WHAT TO DO
Nothing but the text should be carried over: reproduce all the data exactly and leave out every image.

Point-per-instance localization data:
━━━━
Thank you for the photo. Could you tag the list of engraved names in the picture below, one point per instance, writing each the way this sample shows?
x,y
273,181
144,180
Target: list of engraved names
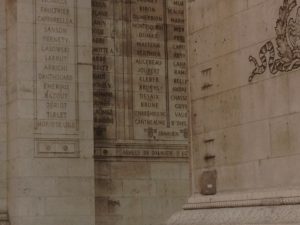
━━━━
COMPLETED EXERCISE
Thank you for the photo. Could you tag the list of engraved names in the picture below, one point per instance, writing each the way this sample shows?
x,y
273,181
144,180
Target: list of engraved names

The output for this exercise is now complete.